-------- Working data --------

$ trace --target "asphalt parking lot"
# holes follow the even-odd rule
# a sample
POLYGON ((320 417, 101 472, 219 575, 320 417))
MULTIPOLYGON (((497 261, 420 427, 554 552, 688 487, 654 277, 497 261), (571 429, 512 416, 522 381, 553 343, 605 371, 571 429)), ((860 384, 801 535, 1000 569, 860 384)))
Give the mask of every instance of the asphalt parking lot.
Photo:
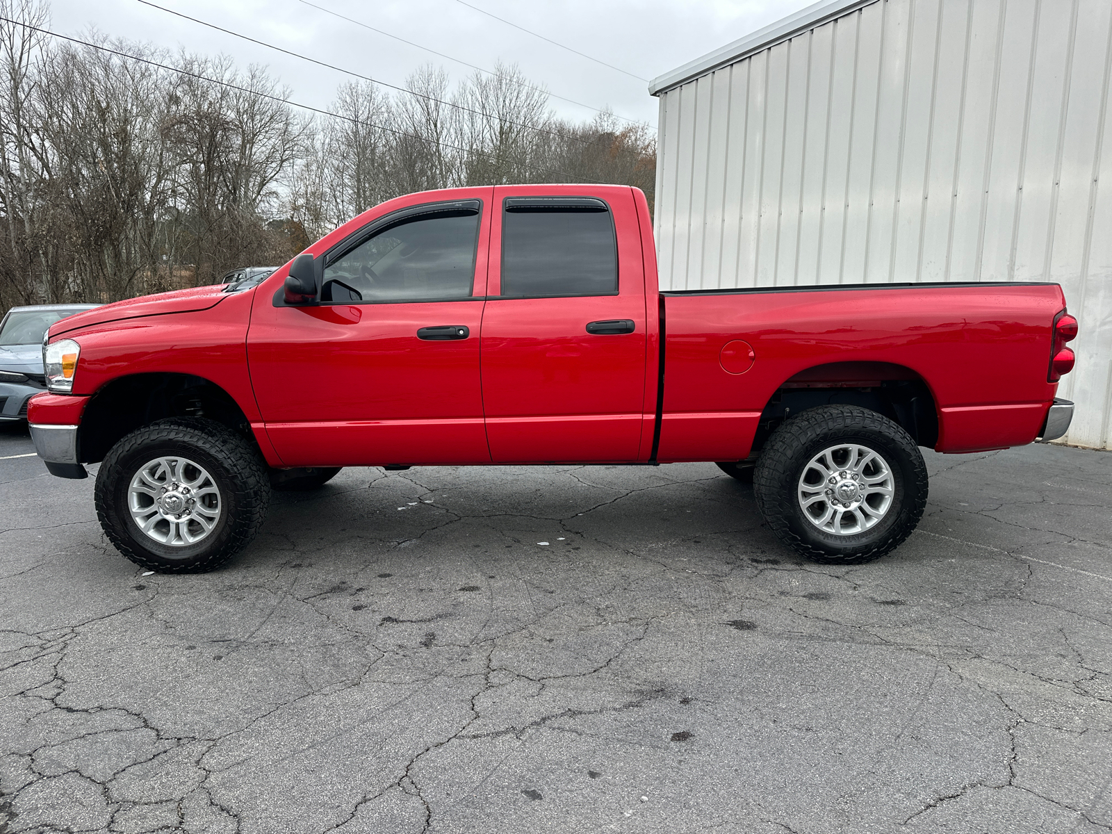
POLYGON ((6 834, 1112 830, 1112 454, 929 453, 846 568, 713 465, 346 469, 160 576, 32 450, 0 429, 6 834))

--------

• [Written request]: Reproduce all of the material above word for word, but leave the picture out.

• [Exercise response]:
$ trace --target "asphalt parking lot"
# holes follow the even-odd rule
# a sample
POLYGON ((320 417, 101 472, 219 575, 320 417))
MULTIPOLYGON (((497 261, 420 427, 554 552, 688 487, 654 277, 497 261), (571 429, 512 416, 522 381, 553 343, 605 371, 571 429)), ((860 384, 801 535, 1000 569, 860 384)))
Give the mask of every instance of the asphalt parking lot.
Photo:
POLYGON ((6 834, 1112 830, 1112 454, 929 453, 846 568, 713 465, 346 469, 160 576, 32 450, 0 429, 6 834))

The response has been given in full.